+++ Supplied data +++

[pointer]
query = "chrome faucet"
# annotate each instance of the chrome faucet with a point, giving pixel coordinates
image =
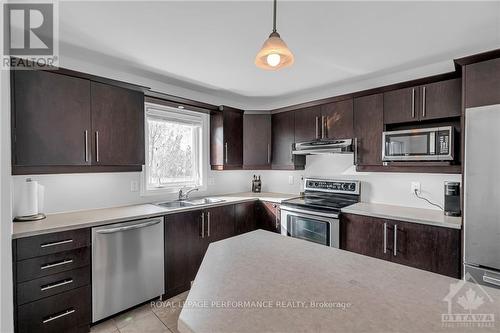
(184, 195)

+++
+++ Supplied data +++

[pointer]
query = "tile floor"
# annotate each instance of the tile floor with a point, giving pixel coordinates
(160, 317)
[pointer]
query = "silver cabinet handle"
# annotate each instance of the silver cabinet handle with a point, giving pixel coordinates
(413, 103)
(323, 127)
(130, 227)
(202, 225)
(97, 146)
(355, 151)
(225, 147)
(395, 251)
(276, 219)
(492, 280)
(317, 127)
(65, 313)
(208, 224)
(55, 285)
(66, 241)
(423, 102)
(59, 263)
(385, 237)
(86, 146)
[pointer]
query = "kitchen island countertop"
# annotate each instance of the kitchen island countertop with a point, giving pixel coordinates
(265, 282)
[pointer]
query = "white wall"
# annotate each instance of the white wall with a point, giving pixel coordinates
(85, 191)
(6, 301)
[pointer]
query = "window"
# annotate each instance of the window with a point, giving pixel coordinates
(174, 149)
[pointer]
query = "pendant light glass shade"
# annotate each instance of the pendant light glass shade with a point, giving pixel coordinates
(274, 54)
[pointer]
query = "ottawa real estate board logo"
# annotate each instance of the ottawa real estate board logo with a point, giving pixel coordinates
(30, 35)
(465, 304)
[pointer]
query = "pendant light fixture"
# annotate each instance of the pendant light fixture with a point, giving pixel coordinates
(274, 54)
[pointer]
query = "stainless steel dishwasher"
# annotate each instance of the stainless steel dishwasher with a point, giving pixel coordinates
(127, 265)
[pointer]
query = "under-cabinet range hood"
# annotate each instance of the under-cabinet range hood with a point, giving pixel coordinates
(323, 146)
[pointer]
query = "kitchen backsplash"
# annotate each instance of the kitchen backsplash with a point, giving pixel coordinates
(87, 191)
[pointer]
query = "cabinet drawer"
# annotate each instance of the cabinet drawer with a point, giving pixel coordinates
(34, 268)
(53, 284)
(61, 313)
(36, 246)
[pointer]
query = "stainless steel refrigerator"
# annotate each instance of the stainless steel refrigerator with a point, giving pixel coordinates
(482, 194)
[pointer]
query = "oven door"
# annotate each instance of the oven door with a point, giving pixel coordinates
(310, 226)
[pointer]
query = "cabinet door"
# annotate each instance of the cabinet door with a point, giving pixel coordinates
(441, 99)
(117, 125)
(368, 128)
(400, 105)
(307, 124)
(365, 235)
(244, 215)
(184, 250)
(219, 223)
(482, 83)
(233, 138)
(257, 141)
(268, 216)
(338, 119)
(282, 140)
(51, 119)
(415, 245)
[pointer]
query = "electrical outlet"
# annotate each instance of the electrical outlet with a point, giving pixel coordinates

+++

◆ **What is required**: Using the data above, reproduce exactly the lines between those holding "# annotate each instance of the kitchen backsplash" and "# annotate each instance of the electrical", inclusive, and no others.

◆ **Finished task**:
# annotate each instance of the kitchen backsplash with a point, giving pixel coordinates
(87, 191)
[pointer]
query = "cabinet drawer"
# annotate each instance of the cabinet drawer with a point, giving pixel coordinates
(34, 268)
(53, 284)
(61, 313)
(36, 246)
[pointer]
query = "stainless steel refrigerator"
# annotate each instance of the stainless steel refrigerator with a point, giving pixel coordinates
(482, 194)
[pointer]
query = "oven door"
# annotate each instance of the oven door with a point, giving pixel coordinates
(310, 226)
[pointer]
query = "cabinet door"
# annotate each instance of the cabinet door with a point, giving pixel coordinates
(441, 99)
(117, 125)
(368, 128)
(400, 105)
(307, 124)
(365, 235)
(244, 215)
(184, 250)
(219, 223)
(482, 83)
(233, 138)
(257, 141)
(268, 216)
(338, 119)
(282, 140)
(51, 119)
(415, 245)
[pointer]
query = "electrical outlet"
# annotate each instance of the electrical outlet with a point, giving pixel coordinates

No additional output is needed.